**TASK INSTRUCTIONS**
Find where "box: [379, 173, 436, 195]" occurs in the data below, and retype that line and every later line exactly.
___ GIVEN ENTRIES ___
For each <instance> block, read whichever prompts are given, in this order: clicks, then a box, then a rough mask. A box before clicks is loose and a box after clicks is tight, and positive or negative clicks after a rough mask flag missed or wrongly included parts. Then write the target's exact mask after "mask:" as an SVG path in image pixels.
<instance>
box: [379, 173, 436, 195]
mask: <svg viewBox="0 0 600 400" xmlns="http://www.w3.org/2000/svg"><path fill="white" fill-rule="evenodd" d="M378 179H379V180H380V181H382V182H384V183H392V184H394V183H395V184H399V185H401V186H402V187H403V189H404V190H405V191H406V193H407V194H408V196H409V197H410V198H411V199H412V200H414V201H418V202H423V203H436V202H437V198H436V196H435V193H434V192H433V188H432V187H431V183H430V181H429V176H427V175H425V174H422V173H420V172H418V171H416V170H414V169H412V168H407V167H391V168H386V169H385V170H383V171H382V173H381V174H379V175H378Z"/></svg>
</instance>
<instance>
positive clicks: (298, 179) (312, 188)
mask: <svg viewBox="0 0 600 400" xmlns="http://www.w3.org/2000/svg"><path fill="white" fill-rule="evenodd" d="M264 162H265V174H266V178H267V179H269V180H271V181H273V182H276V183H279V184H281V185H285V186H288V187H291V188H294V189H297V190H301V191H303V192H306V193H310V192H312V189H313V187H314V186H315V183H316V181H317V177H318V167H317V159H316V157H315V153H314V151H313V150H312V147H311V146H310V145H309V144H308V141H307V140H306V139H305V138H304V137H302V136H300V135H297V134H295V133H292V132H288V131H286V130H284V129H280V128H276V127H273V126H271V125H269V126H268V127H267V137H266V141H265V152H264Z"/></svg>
___
**FINAL ANSWER**
box: [379, 173, 436, 195]
mask: <svg viewBox="0 0 600 400" xmlns="http://www.w3.org/2000/svg"><path fill="white" fill-rule="evenodd" d="M378 179H379V180H380V181H382V182H384V183H392V184H394V183H395V184H399V185H401V186H402V187H403V189H404V190H405V191H406V193H407V194H408V196H409V197H410V198H411V199H412V200H414V201H418V202H423V203H436V202H437V198H436V196H435V193H434V192H433V188H432V187H431V183H430V181H429V176H427V175H425V174H422V173H420V172H418V171H416V170H414V169H412V168H407V167H391V168H386V169H385V170H383V171H382V173H381V174H379V175H378Z"/></svg>
</instance>
<instance>
positive clicks: (298, 179) (312, 188)
mask: <svg viewBox="0 0 600 400" xmlns="http://www.w3.org/2000/svg"><path fill="white" fill-rule="evenodd" d="M264 162H265V174H266V178H267V179H269V180H271V181H273V182H276V183H279V184H281V185H285V186H288V187H291V188H294V189H297V190H301V191H303V192H306V193H310V192H312V189H313V187H314V186H315V183H316V181H317V177H318V167H317V159H316V157H315V153H314V151H313V150H312V147H311V146H310V145H309V144H308V141H307V140H306V139H305V138H304V137H302V136H300V135H297V134H295V133H292V132H288V131H286V130H284V129H280V128H276V127H273V126H271V125H269V126H268V127H267V137H266V141H265V152H264Z"/></svg>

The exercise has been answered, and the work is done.